* [What you will do]
Write out the listing below without alteration, omitting its pictures.

* [Task input]
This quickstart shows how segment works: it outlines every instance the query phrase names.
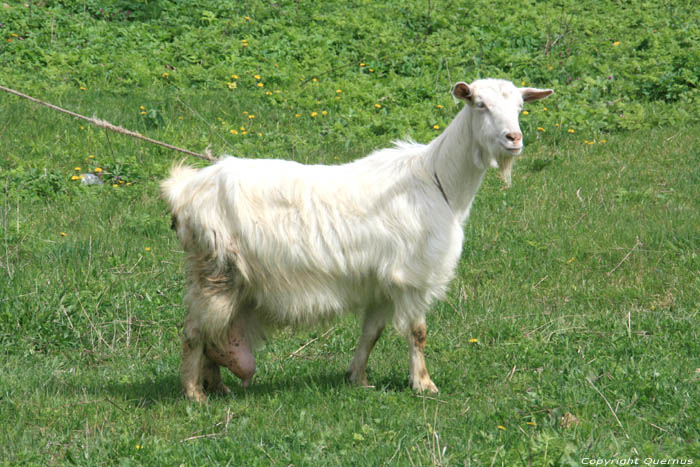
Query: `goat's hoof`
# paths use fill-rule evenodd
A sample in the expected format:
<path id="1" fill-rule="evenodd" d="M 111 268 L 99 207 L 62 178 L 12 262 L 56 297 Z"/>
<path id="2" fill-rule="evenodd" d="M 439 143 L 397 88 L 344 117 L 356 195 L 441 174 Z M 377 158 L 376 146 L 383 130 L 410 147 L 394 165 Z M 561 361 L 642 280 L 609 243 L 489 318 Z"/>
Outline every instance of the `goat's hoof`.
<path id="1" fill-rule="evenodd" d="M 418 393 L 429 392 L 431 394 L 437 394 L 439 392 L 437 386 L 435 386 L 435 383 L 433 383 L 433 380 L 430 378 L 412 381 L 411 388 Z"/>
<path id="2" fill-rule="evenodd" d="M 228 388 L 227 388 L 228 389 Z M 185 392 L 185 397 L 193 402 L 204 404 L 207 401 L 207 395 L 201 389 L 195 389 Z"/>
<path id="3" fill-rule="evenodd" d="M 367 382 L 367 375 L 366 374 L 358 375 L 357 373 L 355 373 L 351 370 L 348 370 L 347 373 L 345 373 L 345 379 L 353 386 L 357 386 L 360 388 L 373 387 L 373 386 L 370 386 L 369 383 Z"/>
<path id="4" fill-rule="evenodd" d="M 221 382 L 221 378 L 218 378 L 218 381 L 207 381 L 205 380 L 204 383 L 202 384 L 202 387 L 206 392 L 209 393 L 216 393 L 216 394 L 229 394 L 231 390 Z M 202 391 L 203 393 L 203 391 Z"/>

* [Response to the task]
This quickstart shows how segment works: it outlines every instance the query phrase names.
Query: `goat's hoof`
# paths use fill-rule evenodd
A sample in the expected format:
<path id="1" fill-rule="evenodd" d="M 111 268 L 99 207 L 62 178 L 12 262 L 56 297 Z"/>
<path id="2" fill-rule="evenodd" d="M 439 143 L 397 88 L 344 117 L 356 195 L 441 174 Z M 377 158 L 376 146 L 383 130 L 410 147 L 394 165 Z M 561 361 L 642 280 L 609 243 L 489 318 Z"/>
Outline every instance of the `goat's hoof`.
<path id="1" fill-rule="evenodd" d="M 418 393 L 429 392 L 431 394 L 437 394 L 439 392 L 437 386 L 435 386 L 435 383 L 433 383 L 433 380 L 430 378 L 412 381 L 411 388 Z"/>
<path id="2" fill-rule="evenodd" d="M 228 388 L 227 388 L 228 389 Z M 185 392 L 185 397 L 193 402 L 204 404 L 207 401 L 207 395 L 201 389 L 195 389 Z"/>
<path id="3" fill-rule="evenodd" d="M 367 382 L 367 375 L 366 374 L 358 375 L 357 373 L 355 373 L 351 370 L 348 370 L 347 373 L 345 373 L 345 379 L 353 386 L 357 386 L 360 388 L 373 387 L 373 386 L 370 386 L 369 383 Z"/>
<path id="4" fill-rule="evenodd" d="M 221 382 L 221 378 L 218 378 L 218 381 L 207 381 L 205 380 L 204 383 L 202 384 L 202 387 L 206 392 L 209 393 L 216 393 L 216 394 L 229 394 L 231 390 Z M 202 391 L 203 393 L 203 391 Z"/>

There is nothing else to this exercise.